What is expected: Give the stretch from the line that contains "of the tree" through the line that contains "Target: tree" as a Markdown table, leaving out blank lines. Use two columns: Row, holding a row number, and Line, holding the line itself.
begin
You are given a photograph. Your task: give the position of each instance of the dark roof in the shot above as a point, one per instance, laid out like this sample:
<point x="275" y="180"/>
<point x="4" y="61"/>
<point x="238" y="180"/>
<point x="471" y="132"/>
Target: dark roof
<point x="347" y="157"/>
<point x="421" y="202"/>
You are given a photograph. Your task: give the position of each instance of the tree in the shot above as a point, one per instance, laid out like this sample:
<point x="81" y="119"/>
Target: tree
end
begin
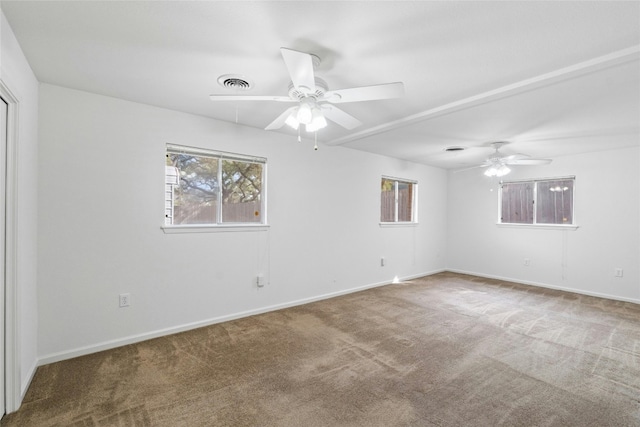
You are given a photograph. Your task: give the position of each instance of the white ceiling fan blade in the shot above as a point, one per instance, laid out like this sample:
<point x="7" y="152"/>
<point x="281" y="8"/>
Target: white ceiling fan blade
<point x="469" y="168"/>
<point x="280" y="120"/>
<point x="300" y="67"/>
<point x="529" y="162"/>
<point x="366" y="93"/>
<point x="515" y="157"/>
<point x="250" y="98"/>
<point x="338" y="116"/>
end
begin
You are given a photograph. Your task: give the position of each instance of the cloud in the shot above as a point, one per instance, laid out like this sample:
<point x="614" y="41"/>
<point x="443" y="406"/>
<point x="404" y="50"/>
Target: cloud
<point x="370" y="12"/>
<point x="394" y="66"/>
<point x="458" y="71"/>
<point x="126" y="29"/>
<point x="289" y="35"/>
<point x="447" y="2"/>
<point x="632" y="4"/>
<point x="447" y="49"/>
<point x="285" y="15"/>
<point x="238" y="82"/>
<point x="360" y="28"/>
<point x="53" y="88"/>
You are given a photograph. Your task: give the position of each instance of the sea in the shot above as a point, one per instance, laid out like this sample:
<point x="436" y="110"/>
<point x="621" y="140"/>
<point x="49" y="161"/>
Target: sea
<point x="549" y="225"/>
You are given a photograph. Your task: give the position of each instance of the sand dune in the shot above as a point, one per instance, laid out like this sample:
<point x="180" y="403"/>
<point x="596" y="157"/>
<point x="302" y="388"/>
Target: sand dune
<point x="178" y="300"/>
end
Reply to the task:
| Row | Line |
|---|---|
| 1 | You are given a photograph. Your task: give the position of each instance of the tree in the shot above as a point, one per instance, laid out like this sample: |
| 2 | <point x="81" y="119"/> |
| 3 | Target: tree |